→ **What is needed**: Please return the lines below verbatim, beginning at the one that has "Rings of one" and stopping after the one that has "[[[64,144],[57,178],[101,192],[117,150]]]", and add no other lines.
[Extracted data — start]
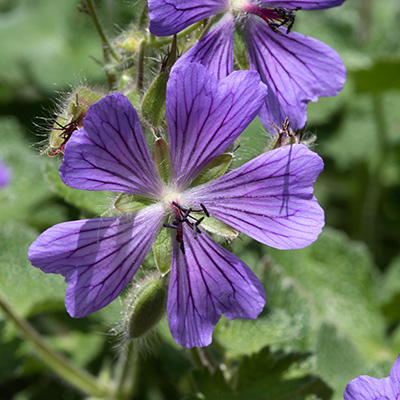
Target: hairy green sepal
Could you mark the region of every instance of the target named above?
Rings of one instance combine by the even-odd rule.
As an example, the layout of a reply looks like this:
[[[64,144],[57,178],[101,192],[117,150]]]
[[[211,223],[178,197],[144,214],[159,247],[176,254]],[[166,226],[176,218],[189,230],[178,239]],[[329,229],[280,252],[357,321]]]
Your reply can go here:
[[[170,174],[170,155],[168,143],[160,138],[154,143],[154,163],[161,179],[168,183]]]
[[[167,82],[172,66],[177,60],[176,37],[172,41],[171,51],[161,66],[161,71],[151,83],[142,102],[143,117],[153,126],[161,125],[165,119],[165,99]]]
[[[204,217],[204,214],[193,213],[193,217],[199,219]],[[215,233],[216,235],[229,239],[235,239],[239,234],[236,229],[214,217],[205,217],[203,221],[201,221],[200,226],[210,233]]]
[[[171,269],[171,230],[161,228],[153,245],[154,260],[157,268],[162,275],[165,275]]]
[[[115,200],[114,208],[120,212],[132,213],[143,210],[143,208],[146,208],[153,203],[154,200],[147,197],[122,193],[117,197],[117,200]]]
[[[149,332],[163,316],[167,288],[162,279],[150,278],[138,283],[131,296],[126,335],[129,339],[137,339]]]
[[[232,162],[232,153],[223,153],[215,158],[200,174],[194,179],[190,186],[195,187],[207,183],[222,176]]]
[[[244,39],[243,33],[239,30],[235,30],[235,35],[233,39],[233,48],[235,54],[235,60],[240,66],[240,69],[249,70],[249,56],[246,46],[246,41]]]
[Extracted data — finish]
→ **Completed task**:
Rings of one instance combine by the even-odd rule.
As an example, the layout of a reply looks like this:
[[[64,144],[57,178],[101,192],[117,150]]]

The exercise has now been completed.